◆ ZU ERLEDIGENDE AUFGABEN ◆
**1.** Schreiben Sie aus dem Interview mit Scholz den Abschnitt ab, der mit „Scholz: Ja, mulmig“ beginnt und bis einschließlich „handeln zu können.“ reicht.
**2.** Wie viele Intensivbetten stehen laut dem Interview mit Scholz in Deutschland zur Verfügung?
**3.** Auf die Frage „Mit welchen Schulden rechnen Sie insgesamt?“ zählt Scholz im Interview mehrere Maßnahmen auf. Nennen Sie jede davon mit dem zugehörigen Betrag.

◆ VORGEGEBENER TEXT ◆
········
Plötzlich ist Geld für alles da, der Staatshaushalt erscheint unerschöpflich. Wieso geht das alles auf einmal? Warum war vor der Krise nicht mehr Geld da, etwa für die Krankenhäuser?

Scholz: In dieser Krise geht es buchstäblich um Leben und Tod, so möchte ich es mal ausdrücken, dahinter muss jetzt alles andere zurückstehen. Unser Sozialstaat und unser Gesundheitssystem sind leistungsfähig. Wenn man sich in Europa umschaut, ist es eine beruhigende Nachricht, dass wir in Deutschland mehr als 28 000 Intensivbetten zur Verfügung haben. Die Corona-Pandemie stellt unser Gesundheitswesen nun vor große Herausforderungen – deshalb werden wir die Bettenkapazitäten noch einmal verdoppeln, um eine gute Versorgung von Schwerkranken sicherstellen zu können.

Der Bundestag hat heute auf einen Schlag die Neuverschuldung von Null auf über 150 Milliarden Euro hochgefahren. Wird Ihnen da nicht mulmig?

Scholz: Ja, mulmig wird mir, wenn ich an die Pandemie denken. Unsere Aufgabe ist es jetzt, die Gesundheit unserer Bürgerinnen und Bürger zu schützen und zugleich Unternehmen, Arbeitsplätze und Einkommen in dieser Krise zu sichern. Das erfordert große Summen. Genau für diesen Fall haben wir im Grundgesetz die Möglichkeit verankert, dass der Staat in solchen Notlagen über die Grenze der Schuldenregel hinaus Schulden aufnehmen darf, um kraftvoll handeln zu können.

Das dürfte noch lange nicht das Ende sein. Mit welchen Schulden rechnen Sie insgesamt?

Scholz: Zum jetzigen Zeitpunkt kann das niemand seriös sagen, weil ja unklar ist, wie diese Krise verlaufen wird. Wir müssen Schritt für Schritt vorgehen. Jetzt haben wir eine Kreditaufnahme von 156 Milliarden Euro auf den Weg gebracht, den Wirtschaftsstabilisierungsfonds mit einer Kreditermächtigung von 100 Milliarden Euro ausgestattet, Garantien für weitere 400 Milliarden Euro vorgesehen sowie zusätzliche 100 Milliarden Euro an Kreditermächtigung für die Staatsbank KfW. Damit werden wir eine Zeit lang zurechtkommen. Wir haben uns bewusst entschieden, gleich am Anfang ein starkes, entschlossenes Zeichen zu setzen, statt alle paar Wochen beim Bundestag zusätzliche Mittel zu beantragen.

Sie haben von der „Bazooka“ gesprochen. Diese Waffe zerschießt aber auch das Fundament der Zukunft. Die Schulden werden zu Lasten kommender Generationen gemacht. Wie begegnen Sie den Sorgen der Jüngeren?

Scholz: Die Jüngeren sorgen sich gerade vor allem um die Gesundheit und das Leben ihrer Eltern und Großeltern, würde ich sagen. Deshalb tragen sie all diese Entscheidungen zum Schutz der Bürgerinnen und Bürger, der Wirtschaft und der Beschäftigung mit. Im Beschluss, die Ausnahmeklausel der Schuldenregel zu aktivieren, haben wir aber festgelegt, dass wir diese Schulden von 2023 an über 20 Jahre tilgen werden. Das ist zu stemmen.
········
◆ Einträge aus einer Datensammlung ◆

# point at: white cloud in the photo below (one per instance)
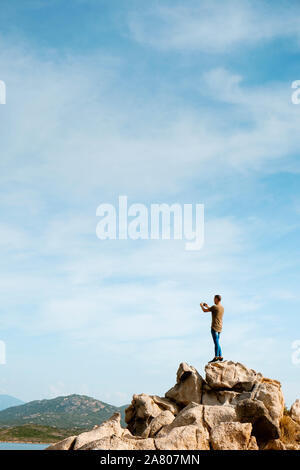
(211, 26)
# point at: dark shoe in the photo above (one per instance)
(215, 359)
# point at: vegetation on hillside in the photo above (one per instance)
(35, 433)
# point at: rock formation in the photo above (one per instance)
(233, 408)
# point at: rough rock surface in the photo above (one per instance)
(188, 386)
(232, 436)
(143, 409)
(231, 375)
(65, 444)
(295, 411)
(233, 408)
(255, 412)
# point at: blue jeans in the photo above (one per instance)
(216, 336)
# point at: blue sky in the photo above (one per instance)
(185, 102)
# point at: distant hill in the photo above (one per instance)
(35, 433)
(62, 412)
(7, 400)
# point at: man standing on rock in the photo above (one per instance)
(217, 312)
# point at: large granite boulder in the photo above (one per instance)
(120, 443)
(234, 408)
(231, 375)
(188, 386)
(189, 437)
(295, 411)
(255, 412)
(233, 436)
(143, 409)
(110, 427)
(163, 419)
(269, 392)
(65, 444)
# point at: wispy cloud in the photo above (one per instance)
(211, 26)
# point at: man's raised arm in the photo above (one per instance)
(205, 307)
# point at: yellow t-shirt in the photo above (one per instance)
(217, 312)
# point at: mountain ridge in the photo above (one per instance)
(64, 412)
(7, 401)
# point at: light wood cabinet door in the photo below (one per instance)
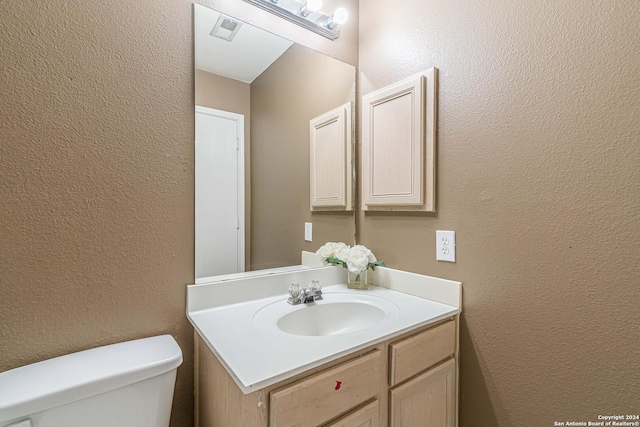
········
◆ LÖSUNGEN DER AUFGABEN ◆
**1.**
Scholz: Ja, mulmig wird mir, wenn ich an die Pandemie denken. Unsere Aufgabe ist es jetzt, die Gesundheit unserer Bürgerinnen und Bürger zu schützen und zugleich Unternehmen, Arbeitsplätze und Einkommen in dieser Krise zu sichern. Das erfordert große Summen. Genau für diesen Fall haben wir im Grundgesetz die Möglichkeit verankert, dass der Staat in solchen Notlagen über die Grenze der Schuldenregel hinaus Schulden aufnehmen darf, um kraftvoll handeln zu können.

**2.** In Deutschland stehen mehr als 28 000 Intensivbetten zur Verfügung.

**3.**
- Kreditaufnahme von 156 Milliarden Euro
- Kreditermächtigung von 100 Milliarden Euro für den Wirtschaftsstabilisierungsfonds
- Garantien für weitere 400 Milliarden Euro
- zusätzliche 100 Milliarden Euro an Kreditermächtigung für die Staatsbank KfW